● **DIRECTIONS FOR THIS TASK**: Reproduce each of the lines below word for word, without changing a single character.

┌──

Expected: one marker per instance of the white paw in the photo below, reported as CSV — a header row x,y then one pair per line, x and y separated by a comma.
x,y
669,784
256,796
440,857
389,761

└──

● **RESULT BELOW**:
Expected: one marker per instance of the white paw in the photo below, reported as CSV — a header row x,y then one pair per line, x and y separated by a comma.
x,y
669,784
256,796
440,857
389,761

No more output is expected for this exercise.